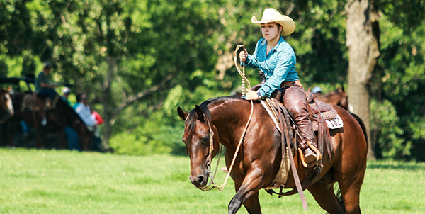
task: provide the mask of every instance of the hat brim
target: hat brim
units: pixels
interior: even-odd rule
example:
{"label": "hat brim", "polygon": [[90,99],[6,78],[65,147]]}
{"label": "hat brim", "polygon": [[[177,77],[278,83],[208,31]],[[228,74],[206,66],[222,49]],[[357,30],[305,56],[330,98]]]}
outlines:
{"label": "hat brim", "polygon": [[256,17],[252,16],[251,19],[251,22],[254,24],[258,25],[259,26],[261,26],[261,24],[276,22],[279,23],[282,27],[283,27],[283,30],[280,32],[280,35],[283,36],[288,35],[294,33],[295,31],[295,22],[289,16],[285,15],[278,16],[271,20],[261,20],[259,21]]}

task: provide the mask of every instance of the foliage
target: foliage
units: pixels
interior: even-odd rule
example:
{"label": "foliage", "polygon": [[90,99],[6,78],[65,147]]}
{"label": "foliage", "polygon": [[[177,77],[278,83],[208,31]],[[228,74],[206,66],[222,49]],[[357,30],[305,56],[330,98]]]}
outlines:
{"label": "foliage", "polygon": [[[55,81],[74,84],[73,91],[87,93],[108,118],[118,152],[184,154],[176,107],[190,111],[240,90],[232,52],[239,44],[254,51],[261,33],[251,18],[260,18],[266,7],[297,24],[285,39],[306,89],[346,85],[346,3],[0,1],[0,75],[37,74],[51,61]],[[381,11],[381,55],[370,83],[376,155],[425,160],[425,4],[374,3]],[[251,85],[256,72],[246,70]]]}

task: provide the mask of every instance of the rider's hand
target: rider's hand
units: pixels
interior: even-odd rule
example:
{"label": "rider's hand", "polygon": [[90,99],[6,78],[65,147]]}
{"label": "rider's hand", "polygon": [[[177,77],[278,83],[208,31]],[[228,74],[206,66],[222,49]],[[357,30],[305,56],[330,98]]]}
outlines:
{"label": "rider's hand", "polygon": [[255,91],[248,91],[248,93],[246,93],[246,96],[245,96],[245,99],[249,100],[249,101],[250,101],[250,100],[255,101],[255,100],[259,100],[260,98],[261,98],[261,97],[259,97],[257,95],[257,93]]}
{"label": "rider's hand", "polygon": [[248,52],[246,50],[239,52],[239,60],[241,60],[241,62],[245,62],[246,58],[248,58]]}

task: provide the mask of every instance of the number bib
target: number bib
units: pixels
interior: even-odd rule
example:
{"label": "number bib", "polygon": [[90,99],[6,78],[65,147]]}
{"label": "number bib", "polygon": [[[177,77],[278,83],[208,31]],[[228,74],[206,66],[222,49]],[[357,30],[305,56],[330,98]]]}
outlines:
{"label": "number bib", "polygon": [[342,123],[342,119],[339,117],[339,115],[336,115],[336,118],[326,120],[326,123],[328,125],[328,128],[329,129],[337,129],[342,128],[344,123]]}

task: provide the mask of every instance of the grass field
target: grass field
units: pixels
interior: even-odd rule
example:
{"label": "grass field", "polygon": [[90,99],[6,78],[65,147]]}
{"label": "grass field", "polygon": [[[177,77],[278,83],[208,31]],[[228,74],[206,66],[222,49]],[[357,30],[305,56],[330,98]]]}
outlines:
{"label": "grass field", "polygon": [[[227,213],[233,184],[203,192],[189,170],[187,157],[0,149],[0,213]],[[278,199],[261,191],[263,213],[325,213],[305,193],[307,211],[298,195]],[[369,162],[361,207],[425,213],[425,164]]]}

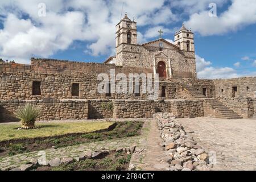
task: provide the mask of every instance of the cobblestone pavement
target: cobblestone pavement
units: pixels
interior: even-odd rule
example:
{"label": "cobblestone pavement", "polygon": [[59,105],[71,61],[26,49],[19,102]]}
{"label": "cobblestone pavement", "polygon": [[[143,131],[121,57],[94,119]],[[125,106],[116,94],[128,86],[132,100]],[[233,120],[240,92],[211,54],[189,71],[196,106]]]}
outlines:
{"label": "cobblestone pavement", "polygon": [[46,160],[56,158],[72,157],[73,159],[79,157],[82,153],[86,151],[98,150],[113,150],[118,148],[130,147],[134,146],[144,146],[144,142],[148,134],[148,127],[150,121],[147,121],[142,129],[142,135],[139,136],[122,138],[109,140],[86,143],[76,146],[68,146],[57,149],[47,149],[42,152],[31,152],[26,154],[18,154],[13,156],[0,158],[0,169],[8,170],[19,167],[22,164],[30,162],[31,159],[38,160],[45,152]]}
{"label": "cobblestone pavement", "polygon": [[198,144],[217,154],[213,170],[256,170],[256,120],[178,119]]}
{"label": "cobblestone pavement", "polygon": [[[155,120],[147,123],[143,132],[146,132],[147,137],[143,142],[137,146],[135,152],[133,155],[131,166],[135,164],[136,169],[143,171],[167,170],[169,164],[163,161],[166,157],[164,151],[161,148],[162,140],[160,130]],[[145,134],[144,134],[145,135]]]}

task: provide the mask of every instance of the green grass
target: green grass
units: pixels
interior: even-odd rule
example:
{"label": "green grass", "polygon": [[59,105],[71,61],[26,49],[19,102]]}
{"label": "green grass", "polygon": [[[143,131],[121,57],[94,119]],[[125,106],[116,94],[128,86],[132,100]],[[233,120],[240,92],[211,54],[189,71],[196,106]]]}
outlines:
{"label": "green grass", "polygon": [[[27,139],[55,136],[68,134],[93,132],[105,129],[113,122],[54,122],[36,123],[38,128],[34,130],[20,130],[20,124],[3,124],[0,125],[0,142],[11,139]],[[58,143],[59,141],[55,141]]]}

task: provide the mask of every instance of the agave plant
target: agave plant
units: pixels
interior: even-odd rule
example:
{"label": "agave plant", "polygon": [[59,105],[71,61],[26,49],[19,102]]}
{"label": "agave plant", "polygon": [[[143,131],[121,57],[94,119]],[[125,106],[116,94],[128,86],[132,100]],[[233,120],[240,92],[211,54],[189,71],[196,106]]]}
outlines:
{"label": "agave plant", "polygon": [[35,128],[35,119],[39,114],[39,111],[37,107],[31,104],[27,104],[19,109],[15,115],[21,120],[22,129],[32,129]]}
_____
What you need to do
Write out everything in the material from the line containing "task: provide the mask of every instance of the green" down to the end of the material, both ends included, reproducing each line exactly.

Exercise response
task: provide the mask of every instance of the green grass
target: green grass
units: pixels
interior: even-odd rule
example:
{"label": "green grass", "polygon": [[59,105],[71,61],[26,49],[19,102]]}
{"label": "green grass", "polygon": [[[143,131],[121,57],[94,119]],[[125,106],[116,94],[128,86],[132,100]],[[233,120],[240,92],[211,54],[189,71],[196,106]]]}
outlines:
{"label": "green grass", "polygon": [[[27,139],[55,136],[68,134],[93,132],[105,129],[113,122],[54,122],[36,123],[38,128],[34,130],[20,130],[20,124],[3,124],[0,125],[0,142],[11,139]],[[58,143],[59,141],[55,141]]]}

task: provide the mask of every instance of the agave plant
target: agave plant
units: pixels
interior: even-odd rule
example:
{"label": "agave plant", "polygon": [[59,105],[71,61],[26,49],[19,102]]}
{"label": "agave plant", "polygon": [[[143,131],[121,57],[94,119]],[[125,106],[116,94],[128,86],[132,100]],[[233,120],[240,92],[211,54],[189,71],[196,106]]]}
outlines:
{"label": "agave plant", "polygon": [[35,128],[35,119],[39,114],[39,111],[37,107],[31,104],[27,104],[19,109],[15,115],[21,120],[22,129],[32,129]]}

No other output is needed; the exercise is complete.